= Page text =

BEGIN

This was discussed by Johnathan Birnie of Birnie and Associates Consulting at the National Beef Association Midlands committee conference in Daventry.
He said: “If we do not focus on the customer wants, we are not just in competition with other countries selling beef, we are in competition with other proteins, and even non-meat proteins.
Mr Birnie emphasised it is not so much the brand, but the attributes of beef which are important, including quality, welfare and provenance.
He said: “There will certainly be challenges, but the whole aspect of consumption against production suggests there are good times ahead. We are potentially entering another golden age of agriculture.
Poultry consumption continues to rise, it is consistent product, is relatively inexpensive, convenient and flexible to cook with.
Mr Birnie said that today’s consumer wants that in a product and farmers and processors must focus on ways to make beef a more accessible convenience food and learn about integration from the pig and poultry industries.
He said: “We are not in the position to produce things and just expect people to buy it, we have to actually look at what is ideal for the majority of the market, or target a viable niche market.
“Ultimately demand is guided by the consumer and if the price isn’t right, they won’t buy it. Quality is also very important.

END

= Exercises =
**a)** Answer these from the text on beef demand:
(i) In which town was the National Beef Association Midlands committee conference held?
(ii) Which three attributes of beef does Mr Birnie call important?
(iii) From which industries does he say beef should learn about integration?
**b)** Please carry on the text about beef and consumer demand from its last sentence.

= Data =
BEGIN

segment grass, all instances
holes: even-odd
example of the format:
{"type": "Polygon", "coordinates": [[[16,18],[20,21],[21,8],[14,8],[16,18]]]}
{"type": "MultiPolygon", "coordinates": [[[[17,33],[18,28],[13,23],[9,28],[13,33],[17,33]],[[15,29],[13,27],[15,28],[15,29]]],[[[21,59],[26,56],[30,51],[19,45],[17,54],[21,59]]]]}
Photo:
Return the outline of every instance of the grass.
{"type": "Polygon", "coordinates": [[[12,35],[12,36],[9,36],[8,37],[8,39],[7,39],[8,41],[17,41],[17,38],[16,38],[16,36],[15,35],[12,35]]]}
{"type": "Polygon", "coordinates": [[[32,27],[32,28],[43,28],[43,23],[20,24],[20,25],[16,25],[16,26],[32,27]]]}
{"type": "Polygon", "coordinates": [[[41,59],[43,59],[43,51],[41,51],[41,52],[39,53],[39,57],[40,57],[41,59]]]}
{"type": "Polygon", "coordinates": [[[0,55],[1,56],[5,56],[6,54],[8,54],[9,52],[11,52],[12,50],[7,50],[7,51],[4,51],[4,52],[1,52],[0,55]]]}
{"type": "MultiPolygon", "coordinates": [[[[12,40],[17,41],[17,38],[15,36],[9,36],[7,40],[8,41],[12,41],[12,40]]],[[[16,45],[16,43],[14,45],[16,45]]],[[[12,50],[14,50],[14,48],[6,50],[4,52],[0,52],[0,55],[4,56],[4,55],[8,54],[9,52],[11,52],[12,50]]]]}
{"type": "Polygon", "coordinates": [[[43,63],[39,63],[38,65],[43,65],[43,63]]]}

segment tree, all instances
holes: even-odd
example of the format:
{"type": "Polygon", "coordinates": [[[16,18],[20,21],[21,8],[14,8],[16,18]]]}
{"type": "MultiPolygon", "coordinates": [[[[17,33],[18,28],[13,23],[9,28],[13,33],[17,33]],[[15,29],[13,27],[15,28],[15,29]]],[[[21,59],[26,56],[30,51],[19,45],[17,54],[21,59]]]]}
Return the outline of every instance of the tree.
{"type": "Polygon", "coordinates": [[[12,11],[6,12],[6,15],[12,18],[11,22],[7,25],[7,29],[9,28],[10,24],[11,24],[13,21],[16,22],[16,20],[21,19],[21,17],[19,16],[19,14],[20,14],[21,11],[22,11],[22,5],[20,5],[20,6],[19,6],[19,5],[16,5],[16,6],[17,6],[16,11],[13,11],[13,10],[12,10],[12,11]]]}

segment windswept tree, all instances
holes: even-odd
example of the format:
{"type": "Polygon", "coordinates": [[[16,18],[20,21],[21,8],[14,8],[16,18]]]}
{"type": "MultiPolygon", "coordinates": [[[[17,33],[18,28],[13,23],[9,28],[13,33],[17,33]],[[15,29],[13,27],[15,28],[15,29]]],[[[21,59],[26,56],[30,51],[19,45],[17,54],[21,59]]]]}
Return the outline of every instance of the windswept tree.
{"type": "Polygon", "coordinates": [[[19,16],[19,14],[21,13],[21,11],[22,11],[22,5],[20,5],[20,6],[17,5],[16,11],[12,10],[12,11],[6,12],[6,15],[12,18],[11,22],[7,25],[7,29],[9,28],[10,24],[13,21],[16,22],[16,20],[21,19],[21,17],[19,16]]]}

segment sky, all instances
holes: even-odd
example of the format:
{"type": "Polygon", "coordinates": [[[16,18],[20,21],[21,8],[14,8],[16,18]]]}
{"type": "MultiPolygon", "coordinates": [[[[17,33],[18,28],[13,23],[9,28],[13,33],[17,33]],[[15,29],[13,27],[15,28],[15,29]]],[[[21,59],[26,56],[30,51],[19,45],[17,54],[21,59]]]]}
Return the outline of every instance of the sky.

END

= Your written answers =
**a)**
(i) Daventry
(ii) Quality, welfare and provenance
(iii) The pig and poultry industries

**b)**
Even if beef is expensive in the store if consumers have a good experience the first time they buy, they will buy again. However, if their experience is not so good they won’t.
“Research shows if someone buys a bad piece of beef, it takes an average of four months before they consider buying the same cut again. Evidence shows 40 per cent of topside and 50 per cent of silverside on the market is deemed to be unacceptable on taste tests.
There are huge variations in system and breed in the UK and this contributes towards this variation in quality.
“One of the main problems with eating quality and cost of production is the time it takes to finish cattle in the UK. The average age at slaughter is 27 to 28 months, but should be more like 19-20 months.
“The longer an animal takes to finish, the more environmental impact it causes, it costs more, takes up space and results in a poorer product. Farmers need to address this and work more like the pig and poultry sectors.”